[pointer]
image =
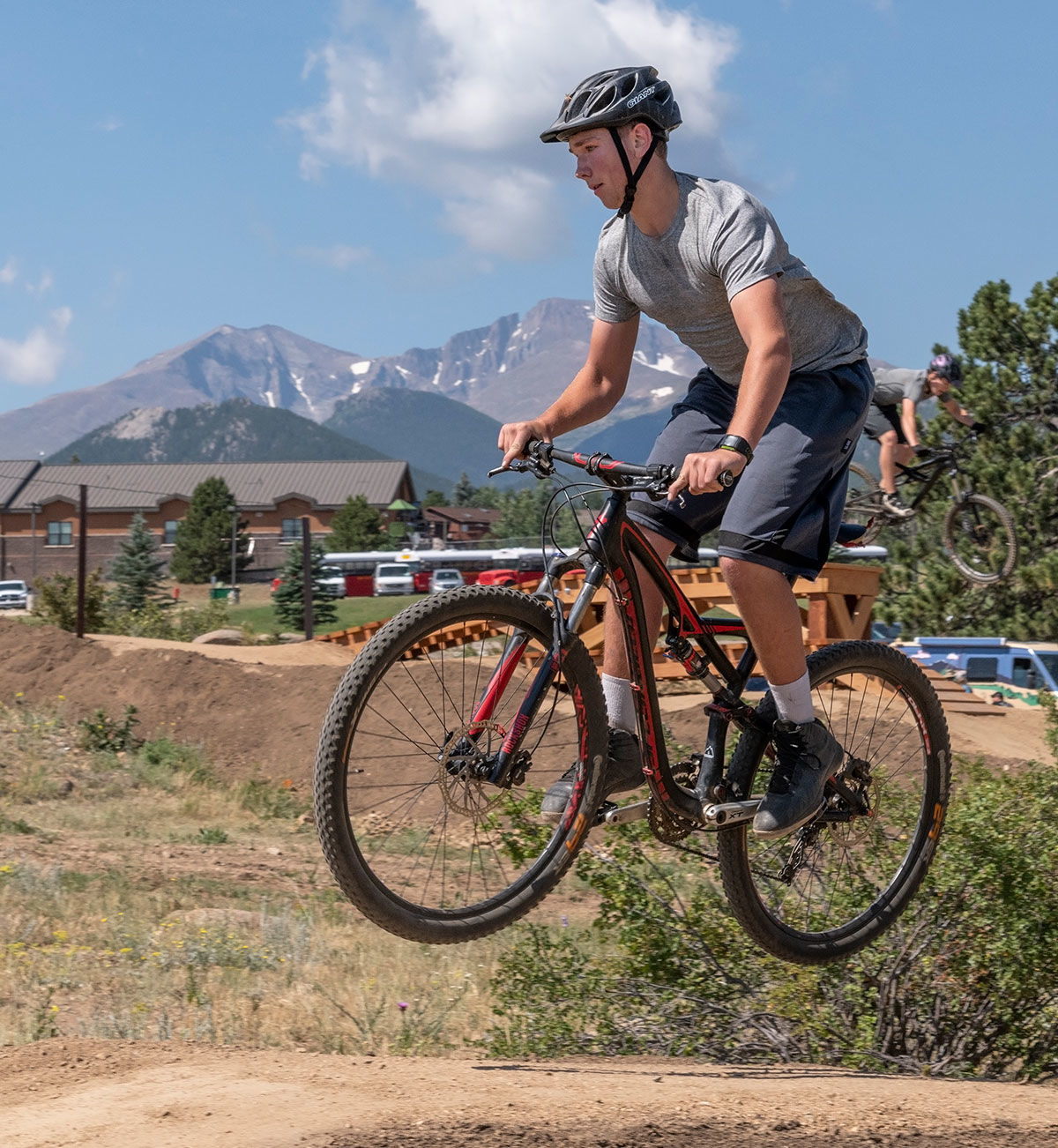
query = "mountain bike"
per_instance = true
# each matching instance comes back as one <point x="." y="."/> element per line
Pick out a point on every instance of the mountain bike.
<point x="978" y="532"/>
<point x="459" y="713"/>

• [Problem]:
From the line with "# each matching" to the end of the listing above, set down every line exactly as it appears, both ends included.

• [Response to this task]:
# each matching instance comes back as one <point x="." y="."/> element per line
Pick out a point on every instance of the mountain bike.
<point x="978" y="532"/>
<point x="459" y="713"/>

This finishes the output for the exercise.